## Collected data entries
--*--

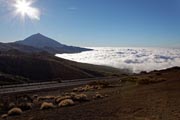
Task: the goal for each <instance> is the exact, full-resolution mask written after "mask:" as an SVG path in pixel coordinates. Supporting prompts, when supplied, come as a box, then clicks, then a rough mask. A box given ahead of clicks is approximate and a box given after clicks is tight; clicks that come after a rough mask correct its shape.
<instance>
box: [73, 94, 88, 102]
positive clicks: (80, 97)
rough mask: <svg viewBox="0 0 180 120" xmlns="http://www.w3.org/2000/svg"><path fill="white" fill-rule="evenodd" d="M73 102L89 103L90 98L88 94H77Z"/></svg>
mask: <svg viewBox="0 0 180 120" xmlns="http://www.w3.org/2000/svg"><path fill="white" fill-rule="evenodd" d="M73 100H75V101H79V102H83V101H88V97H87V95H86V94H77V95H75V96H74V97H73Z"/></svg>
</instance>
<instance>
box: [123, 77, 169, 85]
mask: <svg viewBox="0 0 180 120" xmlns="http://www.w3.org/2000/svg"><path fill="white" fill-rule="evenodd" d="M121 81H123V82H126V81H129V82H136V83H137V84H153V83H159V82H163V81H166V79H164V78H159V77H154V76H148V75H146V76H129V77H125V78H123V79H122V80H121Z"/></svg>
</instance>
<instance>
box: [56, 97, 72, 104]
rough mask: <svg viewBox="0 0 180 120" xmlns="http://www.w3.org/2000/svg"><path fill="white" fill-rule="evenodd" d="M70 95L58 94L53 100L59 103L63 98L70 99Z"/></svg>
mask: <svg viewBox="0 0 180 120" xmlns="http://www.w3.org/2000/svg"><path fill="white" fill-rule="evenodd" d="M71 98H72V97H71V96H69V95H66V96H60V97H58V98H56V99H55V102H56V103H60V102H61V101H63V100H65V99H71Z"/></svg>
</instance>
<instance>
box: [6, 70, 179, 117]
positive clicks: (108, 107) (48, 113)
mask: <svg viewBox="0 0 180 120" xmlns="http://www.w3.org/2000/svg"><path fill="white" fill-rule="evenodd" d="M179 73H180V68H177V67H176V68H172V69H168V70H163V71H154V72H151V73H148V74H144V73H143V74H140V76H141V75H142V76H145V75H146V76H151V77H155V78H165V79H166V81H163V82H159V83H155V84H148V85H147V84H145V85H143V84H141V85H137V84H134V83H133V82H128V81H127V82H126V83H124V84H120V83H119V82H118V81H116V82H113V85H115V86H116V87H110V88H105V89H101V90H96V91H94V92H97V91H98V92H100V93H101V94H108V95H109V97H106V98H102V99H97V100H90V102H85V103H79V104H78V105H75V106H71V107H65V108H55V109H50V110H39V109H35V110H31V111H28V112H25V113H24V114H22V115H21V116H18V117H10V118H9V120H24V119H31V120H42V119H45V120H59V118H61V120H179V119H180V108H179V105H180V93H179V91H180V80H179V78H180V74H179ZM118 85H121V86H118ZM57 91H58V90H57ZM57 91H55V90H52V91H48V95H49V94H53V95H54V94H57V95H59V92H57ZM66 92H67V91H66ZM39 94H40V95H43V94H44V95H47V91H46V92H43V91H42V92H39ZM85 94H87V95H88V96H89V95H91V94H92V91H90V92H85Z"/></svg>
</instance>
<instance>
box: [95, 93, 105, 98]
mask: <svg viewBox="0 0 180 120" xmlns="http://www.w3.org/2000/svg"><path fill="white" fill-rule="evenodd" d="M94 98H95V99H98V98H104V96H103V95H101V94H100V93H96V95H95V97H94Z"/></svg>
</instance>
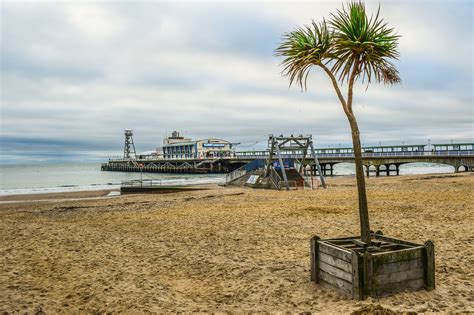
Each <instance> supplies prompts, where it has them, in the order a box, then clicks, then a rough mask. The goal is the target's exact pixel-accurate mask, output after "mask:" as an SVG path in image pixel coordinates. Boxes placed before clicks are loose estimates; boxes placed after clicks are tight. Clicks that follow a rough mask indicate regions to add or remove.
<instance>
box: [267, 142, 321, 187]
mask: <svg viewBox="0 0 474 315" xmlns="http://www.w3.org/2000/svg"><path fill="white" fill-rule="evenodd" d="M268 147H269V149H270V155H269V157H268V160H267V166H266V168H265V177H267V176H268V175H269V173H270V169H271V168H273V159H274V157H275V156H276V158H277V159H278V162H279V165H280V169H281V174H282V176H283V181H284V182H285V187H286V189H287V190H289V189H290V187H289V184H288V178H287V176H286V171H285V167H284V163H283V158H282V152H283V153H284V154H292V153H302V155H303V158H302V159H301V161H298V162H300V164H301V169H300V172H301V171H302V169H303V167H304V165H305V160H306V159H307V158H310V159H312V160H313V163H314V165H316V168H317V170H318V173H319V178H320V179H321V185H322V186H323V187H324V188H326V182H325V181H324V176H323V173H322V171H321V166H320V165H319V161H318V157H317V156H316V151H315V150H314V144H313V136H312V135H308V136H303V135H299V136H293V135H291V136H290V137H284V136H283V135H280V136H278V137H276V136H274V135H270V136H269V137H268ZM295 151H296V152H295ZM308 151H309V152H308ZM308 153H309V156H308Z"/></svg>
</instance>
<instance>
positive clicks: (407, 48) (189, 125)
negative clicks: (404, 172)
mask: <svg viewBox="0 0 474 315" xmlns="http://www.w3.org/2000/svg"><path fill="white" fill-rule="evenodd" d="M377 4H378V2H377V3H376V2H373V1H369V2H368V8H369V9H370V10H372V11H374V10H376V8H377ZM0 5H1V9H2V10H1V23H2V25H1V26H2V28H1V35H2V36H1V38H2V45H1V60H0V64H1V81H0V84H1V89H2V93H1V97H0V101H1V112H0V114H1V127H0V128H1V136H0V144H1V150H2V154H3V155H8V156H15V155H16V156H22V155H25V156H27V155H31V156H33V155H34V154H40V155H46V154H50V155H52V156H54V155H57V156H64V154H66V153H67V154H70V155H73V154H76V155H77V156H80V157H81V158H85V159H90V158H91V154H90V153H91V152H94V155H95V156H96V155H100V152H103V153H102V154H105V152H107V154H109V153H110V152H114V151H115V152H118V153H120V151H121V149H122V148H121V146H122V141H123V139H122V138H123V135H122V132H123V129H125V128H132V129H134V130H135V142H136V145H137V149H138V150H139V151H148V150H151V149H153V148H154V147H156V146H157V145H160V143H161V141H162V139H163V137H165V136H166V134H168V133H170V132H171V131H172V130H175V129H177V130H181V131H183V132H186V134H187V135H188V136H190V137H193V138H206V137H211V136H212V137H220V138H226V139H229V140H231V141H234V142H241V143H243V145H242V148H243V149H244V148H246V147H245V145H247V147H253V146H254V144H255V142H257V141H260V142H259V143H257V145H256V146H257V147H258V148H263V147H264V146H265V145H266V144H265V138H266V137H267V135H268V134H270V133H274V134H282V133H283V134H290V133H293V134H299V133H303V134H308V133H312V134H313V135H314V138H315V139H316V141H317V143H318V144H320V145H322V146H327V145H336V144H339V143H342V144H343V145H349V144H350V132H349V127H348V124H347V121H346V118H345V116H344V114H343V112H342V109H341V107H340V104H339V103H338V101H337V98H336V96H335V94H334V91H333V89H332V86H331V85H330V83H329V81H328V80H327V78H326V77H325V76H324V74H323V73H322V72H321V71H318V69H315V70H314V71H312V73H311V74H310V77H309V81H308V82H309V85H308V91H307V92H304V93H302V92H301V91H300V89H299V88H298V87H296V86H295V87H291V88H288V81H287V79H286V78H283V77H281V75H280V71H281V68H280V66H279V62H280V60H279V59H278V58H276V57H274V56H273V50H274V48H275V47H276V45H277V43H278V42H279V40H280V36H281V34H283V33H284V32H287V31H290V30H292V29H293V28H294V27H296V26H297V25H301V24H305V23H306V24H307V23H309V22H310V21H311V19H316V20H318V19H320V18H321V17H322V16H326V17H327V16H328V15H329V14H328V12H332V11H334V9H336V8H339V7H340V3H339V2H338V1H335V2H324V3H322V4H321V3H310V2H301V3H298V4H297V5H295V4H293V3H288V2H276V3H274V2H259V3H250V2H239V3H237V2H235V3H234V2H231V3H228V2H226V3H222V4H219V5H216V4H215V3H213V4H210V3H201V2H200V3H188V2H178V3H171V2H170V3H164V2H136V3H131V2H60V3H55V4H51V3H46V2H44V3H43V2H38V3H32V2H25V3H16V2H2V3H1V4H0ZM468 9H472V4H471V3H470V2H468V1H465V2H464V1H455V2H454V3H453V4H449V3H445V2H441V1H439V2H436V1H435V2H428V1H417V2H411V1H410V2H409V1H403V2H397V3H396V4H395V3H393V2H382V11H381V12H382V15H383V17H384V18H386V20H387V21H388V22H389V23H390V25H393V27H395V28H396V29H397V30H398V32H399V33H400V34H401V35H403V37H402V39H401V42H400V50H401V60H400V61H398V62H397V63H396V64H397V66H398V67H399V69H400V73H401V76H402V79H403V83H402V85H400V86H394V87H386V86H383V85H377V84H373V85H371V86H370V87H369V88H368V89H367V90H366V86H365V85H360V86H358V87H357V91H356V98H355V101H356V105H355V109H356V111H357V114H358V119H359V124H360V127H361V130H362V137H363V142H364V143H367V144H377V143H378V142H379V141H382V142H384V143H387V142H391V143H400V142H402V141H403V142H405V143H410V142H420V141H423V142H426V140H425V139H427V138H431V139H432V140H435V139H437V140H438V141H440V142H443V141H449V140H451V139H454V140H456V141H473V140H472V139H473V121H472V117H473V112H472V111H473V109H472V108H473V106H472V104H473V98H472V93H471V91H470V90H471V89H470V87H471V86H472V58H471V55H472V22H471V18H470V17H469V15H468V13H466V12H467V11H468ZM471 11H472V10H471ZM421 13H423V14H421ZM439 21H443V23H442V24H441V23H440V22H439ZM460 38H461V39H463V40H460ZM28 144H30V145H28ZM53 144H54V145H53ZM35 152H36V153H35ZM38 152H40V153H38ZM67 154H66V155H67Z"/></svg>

--*--

Reproduce verbatim everything from the beginning of the items through the line containing "102L89 103L90 98L88", including that line. Omit the pictures from your answer.

Task: the goal for each <instance> is the exact, full-resolution mask written after "mask:" as an SVG path in pixel coordinates. Supporting prompts, when supplied, come as a box, then clicks, then a rough mask. A box given ahead of clicks is approximate and a box given after clicks is tight; clicks that come after a rough mask correct its shape.
<instance>
box: [73, 94, 88, 102]
positive clicks: (80, 97)
rough mask: <svg viewBox="0 0 180 120" xmlns="http://www.w3.org/2000/svg"><path fill="white" fill-rule="evenodd" d="M73 102L89 103L90 98L88 94H77Z"/></svg>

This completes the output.